# start of Data records
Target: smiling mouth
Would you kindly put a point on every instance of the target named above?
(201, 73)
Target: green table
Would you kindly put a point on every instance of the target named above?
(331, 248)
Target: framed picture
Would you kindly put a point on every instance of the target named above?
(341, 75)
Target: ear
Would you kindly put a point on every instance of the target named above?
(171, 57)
# end of Data records
What the task requires
Rewrite each of the items above, substituting "mark" for every occurrence of "put a point on" and leaving everything else unchanged.

Exercise output
Target: smiling mouth
Would you kindly mark every instance of the target named above?
(201, 73)
Target: green table
Would you kindly mark every instance of the target named above?
(331, 248)
Target: framed picture
Would you kindly mark every instance of the target named above?
(341, 75)
Target: ear
Would you kindly mark every instance of the target named above?
(171, 57)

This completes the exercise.